## What to do:
Lines containing the word "instance" are the ones to copy from the records below.

## Supplied information:
+ + + +

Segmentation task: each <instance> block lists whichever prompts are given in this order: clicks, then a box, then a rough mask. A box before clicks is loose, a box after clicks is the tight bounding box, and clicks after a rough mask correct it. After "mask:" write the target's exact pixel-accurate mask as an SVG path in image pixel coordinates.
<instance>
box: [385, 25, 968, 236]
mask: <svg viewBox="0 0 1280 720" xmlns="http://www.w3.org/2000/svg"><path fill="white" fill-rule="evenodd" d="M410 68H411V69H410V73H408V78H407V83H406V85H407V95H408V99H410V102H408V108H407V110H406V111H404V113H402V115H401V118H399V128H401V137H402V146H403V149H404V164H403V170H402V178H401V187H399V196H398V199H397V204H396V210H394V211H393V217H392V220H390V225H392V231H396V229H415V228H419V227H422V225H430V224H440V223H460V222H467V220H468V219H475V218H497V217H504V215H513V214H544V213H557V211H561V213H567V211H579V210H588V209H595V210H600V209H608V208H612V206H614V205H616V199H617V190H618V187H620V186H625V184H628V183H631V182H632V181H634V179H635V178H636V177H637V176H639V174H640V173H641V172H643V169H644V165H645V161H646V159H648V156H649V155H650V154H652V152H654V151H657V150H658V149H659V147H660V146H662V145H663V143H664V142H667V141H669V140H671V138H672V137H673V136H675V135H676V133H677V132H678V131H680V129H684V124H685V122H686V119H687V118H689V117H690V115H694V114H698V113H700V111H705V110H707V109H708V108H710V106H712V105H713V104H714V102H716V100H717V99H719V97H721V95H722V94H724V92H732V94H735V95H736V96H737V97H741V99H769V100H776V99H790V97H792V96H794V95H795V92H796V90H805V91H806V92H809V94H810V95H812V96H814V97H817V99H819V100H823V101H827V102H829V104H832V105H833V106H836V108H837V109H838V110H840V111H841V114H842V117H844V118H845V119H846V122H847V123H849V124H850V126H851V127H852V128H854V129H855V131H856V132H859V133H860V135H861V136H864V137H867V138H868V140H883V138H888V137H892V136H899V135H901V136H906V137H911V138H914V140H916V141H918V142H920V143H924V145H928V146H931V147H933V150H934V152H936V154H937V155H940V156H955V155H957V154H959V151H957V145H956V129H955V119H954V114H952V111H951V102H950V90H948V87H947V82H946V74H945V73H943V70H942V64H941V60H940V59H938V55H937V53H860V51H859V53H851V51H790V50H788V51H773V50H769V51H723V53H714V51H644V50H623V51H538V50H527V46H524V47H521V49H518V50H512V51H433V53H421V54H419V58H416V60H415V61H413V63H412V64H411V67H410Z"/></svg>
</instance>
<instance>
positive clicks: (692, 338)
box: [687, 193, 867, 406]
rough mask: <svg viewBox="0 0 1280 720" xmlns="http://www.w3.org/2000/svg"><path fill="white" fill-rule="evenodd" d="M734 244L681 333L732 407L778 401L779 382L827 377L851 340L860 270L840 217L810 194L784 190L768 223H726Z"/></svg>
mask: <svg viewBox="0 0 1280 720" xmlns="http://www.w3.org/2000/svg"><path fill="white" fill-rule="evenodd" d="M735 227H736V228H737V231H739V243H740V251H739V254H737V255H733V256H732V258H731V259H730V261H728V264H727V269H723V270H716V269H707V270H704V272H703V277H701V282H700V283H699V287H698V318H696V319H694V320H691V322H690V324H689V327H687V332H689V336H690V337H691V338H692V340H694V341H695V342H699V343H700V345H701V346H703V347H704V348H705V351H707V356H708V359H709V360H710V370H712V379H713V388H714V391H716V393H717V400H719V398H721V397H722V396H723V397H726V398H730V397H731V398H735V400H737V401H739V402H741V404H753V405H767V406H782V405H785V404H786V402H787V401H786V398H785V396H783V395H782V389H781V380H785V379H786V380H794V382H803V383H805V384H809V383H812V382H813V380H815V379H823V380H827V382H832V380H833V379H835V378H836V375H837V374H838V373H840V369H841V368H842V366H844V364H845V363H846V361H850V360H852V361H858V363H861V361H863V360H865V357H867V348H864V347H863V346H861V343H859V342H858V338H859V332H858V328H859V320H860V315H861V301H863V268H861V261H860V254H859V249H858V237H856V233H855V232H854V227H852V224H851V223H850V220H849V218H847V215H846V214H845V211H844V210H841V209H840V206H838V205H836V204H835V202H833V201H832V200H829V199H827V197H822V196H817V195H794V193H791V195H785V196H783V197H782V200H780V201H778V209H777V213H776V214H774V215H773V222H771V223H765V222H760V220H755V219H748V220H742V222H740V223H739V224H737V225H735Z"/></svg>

+ + + +

## Response area:
Segmentation task: each <instance> block lists whichever prompts are given in this order: clicks, then a box, then a rough mask. A box before clicks is loose, a box after clicks is the tight bounding box, and clicks after a rough mask correct it. After "mask:" write the target's exact pixel-accurate mask as an SVG path in image pixel coordinates.
<instance>
</instance>
<instance>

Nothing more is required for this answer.